TUGAS 1>
Sebutkan jumlah baris dalam data di bawah yang memuat kata "wooden". Tulis angkanya saja.

KUTIPAN TEKS>
Beranda Berita Flyover Kopo: Obat Kemacetan Kopo-Cibaduyut

Flyover Kopo: Obat Kemacetan Kopo-Cibaduyut

oleh Redaksi

Jalan yang terbebas dari kemacetan merupakan harapan bagi setiap orang, baik untuk mendorong mobilitas maupun menunjang perekonomian. Kemacetan umum dikenal sebagai terhambatnya laju kendaraan pada suatu ruas jalan yang biasa terjadi. Kemacetan sudah lama menguji kesabaran masyarakat daerah Kopo, Jawa Barat, tepatnya di persimpangan sebidang antara Jalan Raya Kopo dengan Jalan Soekarno-Hatta di Kota Bandung, Provinsi Jawa Barat.

Menyikapi masalah kemacetan yang makin tidak kondusif, Kementerian PUPR melalui Balai Besar Pelaksanaan Jalan Nasional DKI Jakarta-Jawa Barat dan Pejabat Pembuat Komitmen 4.5 Satker PJN IV Jawa Barat sebagai pemilik berinovasi untuk mengurangi kemacetan pada titik tersebut. Inovasi yang dilakukan yakni berupa pembangunan jalan layang tak sebidang (flyover). Flyover Kopo nantinya akan dibangun melewati persimpangan sebidang Jalan Raya Kopo-Soekarno Hatta dan Persimpangan Cibaduyut-Jl. Soekarno Hatta, Bandung, Provinsi Jawa Barat.

DATA YANG DIBERIKAN>
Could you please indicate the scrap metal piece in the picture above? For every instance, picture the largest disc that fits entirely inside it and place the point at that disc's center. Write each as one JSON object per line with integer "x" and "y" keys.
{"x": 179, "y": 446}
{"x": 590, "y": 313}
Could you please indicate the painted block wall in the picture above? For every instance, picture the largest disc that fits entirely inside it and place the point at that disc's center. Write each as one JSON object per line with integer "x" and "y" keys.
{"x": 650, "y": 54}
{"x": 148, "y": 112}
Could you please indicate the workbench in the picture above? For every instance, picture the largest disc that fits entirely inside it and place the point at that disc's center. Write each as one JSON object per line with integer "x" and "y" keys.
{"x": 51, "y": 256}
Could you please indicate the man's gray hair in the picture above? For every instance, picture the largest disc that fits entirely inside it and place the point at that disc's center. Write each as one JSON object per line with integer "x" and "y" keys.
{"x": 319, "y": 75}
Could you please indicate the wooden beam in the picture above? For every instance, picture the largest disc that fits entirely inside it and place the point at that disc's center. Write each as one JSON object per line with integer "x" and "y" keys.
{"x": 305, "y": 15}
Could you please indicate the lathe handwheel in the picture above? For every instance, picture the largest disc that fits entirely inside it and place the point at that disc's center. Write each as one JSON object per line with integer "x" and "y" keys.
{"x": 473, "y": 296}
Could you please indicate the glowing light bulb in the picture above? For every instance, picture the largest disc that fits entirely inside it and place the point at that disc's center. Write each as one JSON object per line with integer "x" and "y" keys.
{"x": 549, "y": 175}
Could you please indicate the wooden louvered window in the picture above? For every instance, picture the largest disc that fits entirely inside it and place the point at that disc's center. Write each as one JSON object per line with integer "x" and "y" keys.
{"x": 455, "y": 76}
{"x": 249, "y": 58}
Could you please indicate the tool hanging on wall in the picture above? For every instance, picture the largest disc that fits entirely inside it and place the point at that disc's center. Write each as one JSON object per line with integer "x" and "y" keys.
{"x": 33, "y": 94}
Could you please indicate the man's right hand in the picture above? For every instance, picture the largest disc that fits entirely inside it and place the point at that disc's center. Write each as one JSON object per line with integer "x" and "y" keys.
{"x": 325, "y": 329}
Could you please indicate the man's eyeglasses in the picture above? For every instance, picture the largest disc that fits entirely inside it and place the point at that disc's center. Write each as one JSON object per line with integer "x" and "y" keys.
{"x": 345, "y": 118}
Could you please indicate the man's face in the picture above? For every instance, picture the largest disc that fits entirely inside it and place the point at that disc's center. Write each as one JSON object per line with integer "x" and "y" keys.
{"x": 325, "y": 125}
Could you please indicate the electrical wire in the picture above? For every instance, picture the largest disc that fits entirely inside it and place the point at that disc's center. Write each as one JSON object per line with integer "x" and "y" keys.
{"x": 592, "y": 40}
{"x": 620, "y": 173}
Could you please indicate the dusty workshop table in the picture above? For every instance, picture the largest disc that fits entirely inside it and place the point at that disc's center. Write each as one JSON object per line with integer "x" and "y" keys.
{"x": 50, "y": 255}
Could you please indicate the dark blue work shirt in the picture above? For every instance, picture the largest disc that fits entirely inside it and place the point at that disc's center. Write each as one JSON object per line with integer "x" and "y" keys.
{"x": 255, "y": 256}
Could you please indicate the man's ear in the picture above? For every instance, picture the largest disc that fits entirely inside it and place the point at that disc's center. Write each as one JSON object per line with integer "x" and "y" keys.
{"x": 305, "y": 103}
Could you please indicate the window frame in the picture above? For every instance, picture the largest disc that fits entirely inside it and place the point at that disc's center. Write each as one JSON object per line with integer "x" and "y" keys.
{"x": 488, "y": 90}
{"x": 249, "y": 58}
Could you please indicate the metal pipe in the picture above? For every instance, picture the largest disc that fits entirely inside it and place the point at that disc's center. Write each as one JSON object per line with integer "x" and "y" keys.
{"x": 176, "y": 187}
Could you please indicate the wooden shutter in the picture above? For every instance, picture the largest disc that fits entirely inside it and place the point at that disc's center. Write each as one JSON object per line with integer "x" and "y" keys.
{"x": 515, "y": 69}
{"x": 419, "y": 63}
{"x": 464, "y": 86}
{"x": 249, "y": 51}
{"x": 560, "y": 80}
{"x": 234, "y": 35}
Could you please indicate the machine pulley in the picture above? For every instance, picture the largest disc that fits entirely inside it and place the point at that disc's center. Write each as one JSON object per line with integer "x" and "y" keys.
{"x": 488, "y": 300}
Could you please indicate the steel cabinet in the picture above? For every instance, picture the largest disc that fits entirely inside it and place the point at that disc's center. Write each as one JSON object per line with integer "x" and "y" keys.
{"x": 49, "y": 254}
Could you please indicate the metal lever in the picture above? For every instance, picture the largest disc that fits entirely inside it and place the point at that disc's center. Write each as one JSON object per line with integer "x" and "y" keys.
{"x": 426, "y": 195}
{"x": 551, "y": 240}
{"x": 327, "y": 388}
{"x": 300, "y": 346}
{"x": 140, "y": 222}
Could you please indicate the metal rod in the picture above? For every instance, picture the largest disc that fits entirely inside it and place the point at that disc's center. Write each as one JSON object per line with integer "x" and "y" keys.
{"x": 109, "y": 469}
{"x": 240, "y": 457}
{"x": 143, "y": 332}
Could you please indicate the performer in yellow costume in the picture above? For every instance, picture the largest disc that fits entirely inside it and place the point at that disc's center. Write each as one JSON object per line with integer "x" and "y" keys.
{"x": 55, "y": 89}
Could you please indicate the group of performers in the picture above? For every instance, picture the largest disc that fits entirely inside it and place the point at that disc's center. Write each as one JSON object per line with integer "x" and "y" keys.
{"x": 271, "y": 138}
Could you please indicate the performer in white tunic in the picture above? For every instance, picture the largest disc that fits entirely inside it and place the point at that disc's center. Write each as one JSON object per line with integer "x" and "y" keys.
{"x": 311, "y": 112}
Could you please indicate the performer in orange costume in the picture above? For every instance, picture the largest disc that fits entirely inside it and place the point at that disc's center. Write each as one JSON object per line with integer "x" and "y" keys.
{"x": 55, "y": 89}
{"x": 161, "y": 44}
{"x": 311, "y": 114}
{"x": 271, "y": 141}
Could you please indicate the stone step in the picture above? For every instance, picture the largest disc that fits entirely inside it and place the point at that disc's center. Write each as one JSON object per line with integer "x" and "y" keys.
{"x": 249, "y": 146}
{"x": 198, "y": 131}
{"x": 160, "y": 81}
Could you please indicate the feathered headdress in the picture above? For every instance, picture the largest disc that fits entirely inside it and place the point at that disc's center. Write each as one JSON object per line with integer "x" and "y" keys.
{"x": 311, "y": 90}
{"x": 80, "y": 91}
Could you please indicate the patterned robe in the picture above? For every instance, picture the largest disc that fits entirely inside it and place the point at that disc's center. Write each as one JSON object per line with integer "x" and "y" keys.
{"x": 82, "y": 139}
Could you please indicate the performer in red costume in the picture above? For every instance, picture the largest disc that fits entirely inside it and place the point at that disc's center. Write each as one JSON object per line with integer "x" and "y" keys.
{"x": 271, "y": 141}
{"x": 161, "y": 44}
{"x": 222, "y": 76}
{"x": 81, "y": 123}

TUGAS 2>
Tuliskan kembali bagian kutipan teks tentang Flyover Kopo di atas, dari "Menyikapi masalah kemacetan" sampai "Hatta, Bandung, Provinsi Jawa Barat.", tanpa mengubah satu kata pun.

JAWABAN LENGKAP 1>
3

JAWABAN LENGKAP 2>
Menyikapi masalah kemacetan yang makin tidak kondusif, Kementerian PUPR melalui Balai Besar Pelaksanaan Jalan Nasional DKI Jakarta-Jawa Barat dan Pejabat Pembuat Komitmen 4.5 Satker PJN IV Jawa Barat sebagai pemilik berinovasi untuk mengurangi kemacetan pada titik tersebut. Inovasi yang dilakukan yakni berupa pembangunan jalan layang tak sebidang (flyover). Flyover Kopo nantinya akan dibangun melewati persimpangan sebidang Jalan Raya Kopo-Soekarno Hatta dan Persimpangan Cibaduyut-Jl. Soekarno Hatta, Bandung, Provinsi Jawa Barat.